═════ DATA ENTRIES ═════
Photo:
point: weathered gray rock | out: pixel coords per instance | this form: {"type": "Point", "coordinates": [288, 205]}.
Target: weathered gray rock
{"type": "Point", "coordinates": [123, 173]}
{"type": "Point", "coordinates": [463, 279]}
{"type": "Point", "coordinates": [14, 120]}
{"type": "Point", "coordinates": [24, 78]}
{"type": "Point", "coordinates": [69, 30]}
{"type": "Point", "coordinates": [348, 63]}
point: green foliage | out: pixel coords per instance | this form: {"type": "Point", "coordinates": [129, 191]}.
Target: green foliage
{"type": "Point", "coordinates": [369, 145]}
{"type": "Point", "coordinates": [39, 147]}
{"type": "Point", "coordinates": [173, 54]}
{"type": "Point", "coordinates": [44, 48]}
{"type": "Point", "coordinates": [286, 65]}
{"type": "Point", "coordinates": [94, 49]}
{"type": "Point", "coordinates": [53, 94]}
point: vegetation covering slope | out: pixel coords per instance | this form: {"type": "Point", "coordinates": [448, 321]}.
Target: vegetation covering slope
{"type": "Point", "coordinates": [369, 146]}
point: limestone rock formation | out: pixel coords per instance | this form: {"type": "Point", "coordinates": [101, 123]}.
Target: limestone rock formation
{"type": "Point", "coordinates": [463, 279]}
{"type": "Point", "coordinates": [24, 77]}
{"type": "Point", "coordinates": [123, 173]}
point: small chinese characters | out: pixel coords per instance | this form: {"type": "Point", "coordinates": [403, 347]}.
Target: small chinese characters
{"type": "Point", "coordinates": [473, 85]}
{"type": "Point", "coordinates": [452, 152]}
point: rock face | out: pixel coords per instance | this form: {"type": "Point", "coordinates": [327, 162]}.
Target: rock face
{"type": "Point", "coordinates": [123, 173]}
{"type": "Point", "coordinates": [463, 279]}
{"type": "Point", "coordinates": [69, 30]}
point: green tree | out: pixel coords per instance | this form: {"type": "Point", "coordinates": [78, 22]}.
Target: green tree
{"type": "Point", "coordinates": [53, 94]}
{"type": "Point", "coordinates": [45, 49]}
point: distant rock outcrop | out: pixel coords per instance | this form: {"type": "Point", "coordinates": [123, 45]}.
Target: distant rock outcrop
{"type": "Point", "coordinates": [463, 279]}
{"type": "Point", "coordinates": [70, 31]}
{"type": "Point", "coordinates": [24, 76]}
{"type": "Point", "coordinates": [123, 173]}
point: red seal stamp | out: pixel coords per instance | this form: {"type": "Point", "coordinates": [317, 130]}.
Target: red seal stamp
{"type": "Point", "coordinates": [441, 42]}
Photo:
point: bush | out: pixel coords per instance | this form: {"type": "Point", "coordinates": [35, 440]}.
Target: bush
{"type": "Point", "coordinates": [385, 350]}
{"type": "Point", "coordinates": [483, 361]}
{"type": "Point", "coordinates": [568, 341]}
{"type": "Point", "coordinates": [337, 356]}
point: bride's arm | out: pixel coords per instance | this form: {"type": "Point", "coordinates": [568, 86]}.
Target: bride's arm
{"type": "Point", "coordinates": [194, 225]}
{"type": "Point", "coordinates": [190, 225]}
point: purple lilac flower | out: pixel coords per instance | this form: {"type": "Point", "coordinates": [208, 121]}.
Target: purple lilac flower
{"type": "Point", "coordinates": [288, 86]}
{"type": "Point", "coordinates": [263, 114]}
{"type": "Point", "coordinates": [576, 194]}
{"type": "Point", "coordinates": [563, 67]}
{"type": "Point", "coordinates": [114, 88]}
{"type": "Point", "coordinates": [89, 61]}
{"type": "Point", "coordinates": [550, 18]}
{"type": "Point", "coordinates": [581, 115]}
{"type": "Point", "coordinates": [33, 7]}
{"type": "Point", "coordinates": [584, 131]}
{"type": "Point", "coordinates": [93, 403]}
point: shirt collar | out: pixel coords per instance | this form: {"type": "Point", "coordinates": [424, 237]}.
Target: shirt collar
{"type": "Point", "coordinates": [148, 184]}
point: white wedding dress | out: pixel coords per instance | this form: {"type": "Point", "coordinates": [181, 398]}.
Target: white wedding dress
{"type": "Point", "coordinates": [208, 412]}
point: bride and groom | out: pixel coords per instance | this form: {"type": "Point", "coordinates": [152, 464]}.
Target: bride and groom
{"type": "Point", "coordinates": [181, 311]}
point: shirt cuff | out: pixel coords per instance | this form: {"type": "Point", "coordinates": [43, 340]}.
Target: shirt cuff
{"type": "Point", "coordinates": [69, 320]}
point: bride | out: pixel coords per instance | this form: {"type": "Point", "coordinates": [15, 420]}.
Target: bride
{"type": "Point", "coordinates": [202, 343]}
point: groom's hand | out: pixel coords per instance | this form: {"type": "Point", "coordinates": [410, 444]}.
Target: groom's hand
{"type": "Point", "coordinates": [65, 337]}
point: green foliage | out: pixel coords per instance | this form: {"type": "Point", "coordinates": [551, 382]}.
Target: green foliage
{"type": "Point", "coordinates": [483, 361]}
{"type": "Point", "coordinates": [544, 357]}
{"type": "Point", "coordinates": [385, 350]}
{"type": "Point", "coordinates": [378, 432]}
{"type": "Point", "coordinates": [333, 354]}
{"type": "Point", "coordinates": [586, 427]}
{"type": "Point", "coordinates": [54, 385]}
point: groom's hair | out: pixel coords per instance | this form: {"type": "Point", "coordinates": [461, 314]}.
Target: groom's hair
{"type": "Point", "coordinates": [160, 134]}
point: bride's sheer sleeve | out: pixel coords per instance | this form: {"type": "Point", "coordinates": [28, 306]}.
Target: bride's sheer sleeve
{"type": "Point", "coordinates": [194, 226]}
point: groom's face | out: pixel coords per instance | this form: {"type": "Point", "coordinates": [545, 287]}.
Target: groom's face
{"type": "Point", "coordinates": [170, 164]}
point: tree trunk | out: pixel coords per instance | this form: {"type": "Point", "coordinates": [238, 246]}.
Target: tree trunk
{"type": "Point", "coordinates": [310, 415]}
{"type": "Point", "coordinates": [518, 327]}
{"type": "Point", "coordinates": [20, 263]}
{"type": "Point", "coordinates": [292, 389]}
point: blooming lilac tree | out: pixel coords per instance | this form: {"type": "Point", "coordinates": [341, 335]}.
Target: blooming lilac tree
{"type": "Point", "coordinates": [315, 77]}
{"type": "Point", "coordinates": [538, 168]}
═════
• _GIVEN INSTRUCTION_: Reproduce the records above exactly as they appear.

• _TASK RESPONSE_:
Photo:
point: weathered gray rock | out: pixel coords per instance | this form: {"type": "Point", "coordinates": [288, 205]}.
Target: weathered gray rock
{"type": "Point", "coordinates": [123, 173]}
{"type": "Point", "coordinates": [463, 279]}
{"type": "Point", "coordinates": [14, 120]}
{"type": "Point", "coordinates": [24, 78]}
{"type": "Point", "coordinates": [69, 30]}
{"type": "Point", "coordinates": [348, 63]}
point: green foliage | out: pixel coords per instance | this form: {"type": "Point", "coordinates": [129, 191]}.
Target: green foliage
{"type": "Point", "coordinates": [369, 145]}
{"type": "Point", "coordinates": [39, 147]}
{"type": "Point", "coordinates": [173, 54]}
{"type": "Point", "coordinates": [44, 48]}
{"type": "Point", "coordinates": [286, 65]}
{"type": "Point", "coordinates": [94, 49]}
{"type": "Point", "coordinates": [53, 94]}
point: vegetation covering slope | out: pixel coords per instance | this form: {"type": "Point", "coordinates": [448, 321]}.
Target: vegetation covering slope
{"type": "Point", "coordinates": [369, 146]}
point: limestone rock formation | out: pixel coords per instance | this form: {"type": "Point", "coordinates": [101, 123]}.
Target: limestone rock formation
{"type": "Point", "coordinates": [463, 279]}
{"type": "Point", "coordinates": [24, 77]}
{"type": "Point", "coordinates": [123, 173]}
point: small chinese characters | out: pixel coords per instance | this form: {"type": "Point", "coordinates": [403, 347]}.
Target: small chinese characters
{"type": "Point", "coordinates": [473, 85]}
{"type": "Point", "coordinates": [452, 152]}
point: rock face | out: pixel coords per instance | this form: {"type": "Point", "coordinates": [327, 162]}.
Target: rock face
{"type": "Point", "coordinates": [123, 173]}
{"type": "Point", "coordinates": [463, 279]}
{"type": "Point", "coordinates": [69, 30]}
point: green tree | out: pixel coords per instance | this form: {"type": "Point", "coordinates": [78, 22]}.
Target: green tree
{"type": "Point", "coordinates": [53, 94]}
{"type": "Point", "coordinates": [45, 49]}
point: distant rock outcrop | out: pixel coords per instance | this form: {"type": "Point", "coordinates": [123, 45]}.
Target: distant rock outcrop
{"type": "Point", "coordinates": [463, 279]}
{"type": "Point", "coordinates": [70, 31]}
{"type": "Point", "coordinates": [24, 76]}
{"type": "Point", "coordinates": [123, 173]}
point: red seal stamp | out: pixel coords per instance | this form: {"type": "Point", "coordinates": [317, 130]}.
Target: red seal stamp
{"type": "Point", "coordinates": [441, 42]}
Photo:
point: bush | out: pixel coords per instance | this form: {"type": "Point", "coordinates": [35, 440]}.
Target: bush
{"type": "Point", "coordinates": [385, 350]}
{"type": "Point", "coordinates": [483, 361]}
{"type": "Point", "coordinates": [568, 341]}
{"type": "Point", "coordinates": [337, 356]}
point: bride's arm | out: pixel coords per instance | this form: {"type": "Point", "coordinates": [568, 86]}.
Target: bride's arm
{"type": "Point", "coordinates": [194, 225]}
{"type": "Point", "coordinates": [190, 225]}
point: purple lilac flower | out: pixel coords per instance | this form: {"type": "Point", "coordinates": [208, 121]}.
Target: purple lilac flower
{"type": "Point", "coordinates": [288, 86]}
{"type": "Point", "coordinates": [263, 114]}
{"type": "Point", "coordinates": [576, 194]}
{"type": "Point", "coordinates": [563, 67]}
{"type": "Point", "coordinates": [114, 88]}
{"type": "Point", "coordinates": [89, 61]}
{"type": "Point", "coordinates": [550, 18]}
{"type": "Point", "coordinates": [581, 115]}
{"type": "Point", "coordinates": [33, 7]}
{"type": "Point", "coordinates": [584, 131]}
{"type": "Point", "coordinates": [93, 403]}
point: shirt collar | out: pixel coords per instance | this form: {"type": "Point", "coordinates": [424, 237]}.
Target: shirt collar
{"type": "Point", "coordinates": [148, 184]}
point: white wedding dress | out: pixel coords per instance | this form: {"type": "Point", "coordinates": [181, 398]}.
Target: white wedding dress
{"type": "Point", "coordinates": [208, 412]}
point: bride and groom | out: pixel coords per instance | this form: {"type": "Point", "coordinates": [152, 464]}.
Target: bride and groom
{"type": "Point", "coordinates": [181, 311]}
point: shirt cuff | out: pixel coords per instance | this form: {"type": "Point", "coordinates": [43, 340]}.
Target: shirt cuff
{"type": "Point", "coordinates": [69, 320]}
point: bride | out: pixel coords per instance | this form: {"type": "Point", "coordinates": [15, 420]}.
Target: bride
{"type": "Point", "coordinates": [202, 343]}
point: groom's hand | out: pixel coords per instance | this form: {"type": "Point", "coordinates": [410, 444]}.
Target: groom's hand
{"type": "Point", "coordinates": [65, 337]}
point: green foliage | out: pixel coords per instance | this form: {"type": "Point", "coordinates": [551, 382]}.
Target: green foliage
{"type": "Point", "coordinates": [483, 361]}
{"type": "Point", "coordinates": [544, 357]}
{"type": "Point", "coordinates": [385, 350]}
{"type": "Point", "coordinates": [378, 432]}
{"type": "Point", "coordinates": [333, 354]}
{"type": "Point", "coordinates": [586, 427]}
{"type": "Point", "coordinates": [54, 385]}
point: groom's hair | out: pixel coords per instance | this form: {"type": "Point", "coordinates": [461, 314]}.
Target: groom's hair
{"type": "Point", "coordinates": [160, 134]}
point: bride's sheer sleeve | out: pixel coords per instance | this form: {"type": "Point", "coordinates": [28, 306]}.
Target: bride's sheer sleeve
{"type": "Point", "coordinates": [194, 226]}
point: groom's face | out: pixel coords per instance | this form: {"type": "Point", "coordinates": [545, 287]}.
Target: groom's face
{"type": "Point", "coordinates": [170, 164]}
point: tree trunk | out: pixel coords per instance | this form: {"type": "Point", "coordinates": [238, 246]}.
Target: tree trunk
{"type": "Point", "coordinates": [310, 415]}
{"type": "Point", "coordinates": [518, 327]}
{"type": "Point", "coordinates": [20, 263]}
{"type": "Point", "coordinates": [292, 389]}
point: blooming lilac tree | out: pixel coords per instance | this form: {"type": "Point", "coordinates": [341, 335]}.
Target: blooming lilac tree
{"type": "Point", "coordinates": [315, 77]}
{"type": "Point", "coordinates": [538, 168]}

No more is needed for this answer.